Work instructions ▸
Lift every line from the entries that includes the word "below".

Records drawn from a dataset:
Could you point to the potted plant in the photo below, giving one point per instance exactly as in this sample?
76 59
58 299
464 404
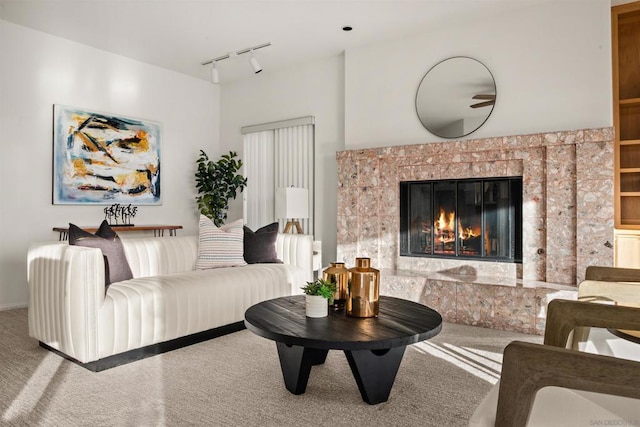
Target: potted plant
318 296
217 183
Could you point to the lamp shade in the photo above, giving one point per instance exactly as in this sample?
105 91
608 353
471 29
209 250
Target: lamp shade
292 202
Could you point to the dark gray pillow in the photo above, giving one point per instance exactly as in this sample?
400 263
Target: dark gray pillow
116 267
260 246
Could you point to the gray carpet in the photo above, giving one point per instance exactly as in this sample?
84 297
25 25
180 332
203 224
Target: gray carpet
236 380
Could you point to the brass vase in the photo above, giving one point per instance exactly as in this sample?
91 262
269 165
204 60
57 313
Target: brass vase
363 292
337 273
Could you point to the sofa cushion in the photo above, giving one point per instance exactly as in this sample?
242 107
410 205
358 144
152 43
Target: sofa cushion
220 247
116 267
260 246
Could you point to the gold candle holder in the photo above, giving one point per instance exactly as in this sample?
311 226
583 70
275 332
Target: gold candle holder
363 292
337 273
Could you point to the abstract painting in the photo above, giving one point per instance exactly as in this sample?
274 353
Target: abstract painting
104 159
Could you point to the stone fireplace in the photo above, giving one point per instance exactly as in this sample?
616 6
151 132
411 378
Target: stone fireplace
567 221
475 219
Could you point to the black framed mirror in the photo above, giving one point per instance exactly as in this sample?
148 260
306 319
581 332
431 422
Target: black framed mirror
455 97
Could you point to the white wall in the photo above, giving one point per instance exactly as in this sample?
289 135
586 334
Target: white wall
551 64
37 71
312 89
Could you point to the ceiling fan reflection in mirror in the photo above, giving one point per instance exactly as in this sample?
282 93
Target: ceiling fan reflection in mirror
490 100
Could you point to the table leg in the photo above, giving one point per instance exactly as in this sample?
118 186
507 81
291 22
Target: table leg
375 371
296 363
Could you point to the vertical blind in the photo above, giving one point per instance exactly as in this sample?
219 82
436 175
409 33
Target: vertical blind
277 155
259 194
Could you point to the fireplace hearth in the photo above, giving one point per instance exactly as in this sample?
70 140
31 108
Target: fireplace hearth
478 219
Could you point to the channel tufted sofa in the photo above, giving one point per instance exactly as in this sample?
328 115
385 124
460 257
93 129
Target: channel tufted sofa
168 304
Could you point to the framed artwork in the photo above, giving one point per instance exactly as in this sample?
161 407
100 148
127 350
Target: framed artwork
103 159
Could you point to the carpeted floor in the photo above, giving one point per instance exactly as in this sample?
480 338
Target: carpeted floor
236 380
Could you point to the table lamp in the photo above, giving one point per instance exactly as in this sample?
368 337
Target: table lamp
292 204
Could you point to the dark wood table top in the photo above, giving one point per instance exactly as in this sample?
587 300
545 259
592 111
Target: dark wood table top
400 322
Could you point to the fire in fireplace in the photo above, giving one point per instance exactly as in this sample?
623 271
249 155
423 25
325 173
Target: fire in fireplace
468 218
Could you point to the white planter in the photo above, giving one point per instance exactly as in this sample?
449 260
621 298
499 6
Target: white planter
316 306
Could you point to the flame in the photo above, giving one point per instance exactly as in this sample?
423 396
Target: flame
445 228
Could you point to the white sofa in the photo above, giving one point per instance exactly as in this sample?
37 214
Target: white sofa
166 302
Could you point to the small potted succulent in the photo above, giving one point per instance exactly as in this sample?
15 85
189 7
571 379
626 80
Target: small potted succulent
318 296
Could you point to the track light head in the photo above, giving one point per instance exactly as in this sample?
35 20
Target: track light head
215 78
254 63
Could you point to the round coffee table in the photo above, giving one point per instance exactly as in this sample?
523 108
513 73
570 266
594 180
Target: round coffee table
373 346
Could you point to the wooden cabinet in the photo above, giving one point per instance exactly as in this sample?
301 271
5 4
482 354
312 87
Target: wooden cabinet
626 248
625 26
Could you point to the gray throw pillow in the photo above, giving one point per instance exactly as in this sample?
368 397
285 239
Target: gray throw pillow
116 266
260 246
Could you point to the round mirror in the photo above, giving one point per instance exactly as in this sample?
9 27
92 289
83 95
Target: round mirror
455 97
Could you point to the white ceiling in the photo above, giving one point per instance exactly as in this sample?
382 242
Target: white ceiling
181 34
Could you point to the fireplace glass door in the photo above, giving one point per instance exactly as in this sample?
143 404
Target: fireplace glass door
478 218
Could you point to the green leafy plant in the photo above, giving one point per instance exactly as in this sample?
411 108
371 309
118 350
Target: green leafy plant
321 287
217 183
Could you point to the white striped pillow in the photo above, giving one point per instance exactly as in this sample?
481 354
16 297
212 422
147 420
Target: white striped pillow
220 247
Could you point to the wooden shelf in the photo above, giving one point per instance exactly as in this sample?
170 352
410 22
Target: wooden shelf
630 101
625 33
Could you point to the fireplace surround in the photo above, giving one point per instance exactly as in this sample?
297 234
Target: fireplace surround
567 221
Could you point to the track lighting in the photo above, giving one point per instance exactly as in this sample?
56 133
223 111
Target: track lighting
215 78
255 65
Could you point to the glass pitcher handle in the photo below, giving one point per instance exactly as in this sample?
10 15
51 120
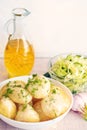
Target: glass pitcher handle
8 26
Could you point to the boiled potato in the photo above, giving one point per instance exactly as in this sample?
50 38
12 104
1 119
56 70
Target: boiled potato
16 83
7 108
38 109
39 86
56 103
20 95
26 113
3 91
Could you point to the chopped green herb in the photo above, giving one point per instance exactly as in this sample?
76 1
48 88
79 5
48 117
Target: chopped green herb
24 107
9 91
54 91
34 75
34 90
8 83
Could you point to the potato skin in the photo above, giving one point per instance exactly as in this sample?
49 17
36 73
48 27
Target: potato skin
56 103
27 115
20 95
37 107
39 87
7 108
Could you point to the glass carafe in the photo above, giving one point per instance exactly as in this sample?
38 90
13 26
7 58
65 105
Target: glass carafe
19 52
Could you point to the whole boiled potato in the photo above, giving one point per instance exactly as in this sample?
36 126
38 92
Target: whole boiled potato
20 95
38 86
26 113
38 109
7 108
56 103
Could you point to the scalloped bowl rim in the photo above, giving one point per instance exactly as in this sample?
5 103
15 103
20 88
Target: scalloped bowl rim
35 125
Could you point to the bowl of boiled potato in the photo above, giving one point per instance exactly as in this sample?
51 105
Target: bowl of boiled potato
33 102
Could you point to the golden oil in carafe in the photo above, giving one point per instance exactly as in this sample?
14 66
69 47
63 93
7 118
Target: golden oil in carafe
18 57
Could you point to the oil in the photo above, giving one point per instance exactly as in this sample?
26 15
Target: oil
18 57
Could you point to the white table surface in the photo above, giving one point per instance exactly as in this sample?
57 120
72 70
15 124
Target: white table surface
72 121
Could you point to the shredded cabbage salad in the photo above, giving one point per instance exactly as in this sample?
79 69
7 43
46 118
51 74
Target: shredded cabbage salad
71 70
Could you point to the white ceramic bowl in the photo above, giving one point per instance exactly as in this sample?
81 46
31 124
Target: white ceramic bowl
38 125
70 81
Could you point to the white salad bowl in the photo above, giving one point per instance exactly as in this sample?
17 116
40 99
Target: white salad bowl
71 72
37 125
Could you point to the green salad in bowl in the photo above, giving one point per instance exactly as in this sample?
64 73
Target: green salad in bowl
71 70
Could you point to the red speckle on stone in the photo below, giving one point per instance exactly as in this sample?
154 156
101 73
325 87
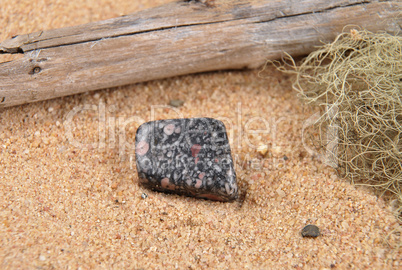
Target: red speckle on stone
166 184
198 184
211 197
195 149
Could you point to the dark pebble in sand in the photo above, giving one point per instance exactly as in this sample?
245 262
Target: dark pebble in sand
310 231
176 103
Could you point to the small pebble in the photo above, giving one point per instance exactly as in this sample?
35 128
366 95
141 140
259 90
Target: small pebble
176 103
310 231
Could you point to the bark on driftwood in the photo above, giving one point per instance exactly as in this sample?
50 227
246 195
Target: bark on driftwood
178 38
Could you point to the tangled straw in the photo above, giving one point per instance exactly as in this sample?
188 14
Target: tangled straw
357 83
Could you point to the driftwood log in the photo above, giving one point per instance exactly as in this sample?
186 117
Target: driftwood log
178 38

Solution ▸
Could you point to the potted plant in the photo below, giving one point per instance exactly as in this sample?
Could you point to the glass pitcher handle in the photo below, giving one point per instance exactly as in this sample?
Could you point to the red speckle on stone in the photo below, giving one point per instance exactly as in this sample?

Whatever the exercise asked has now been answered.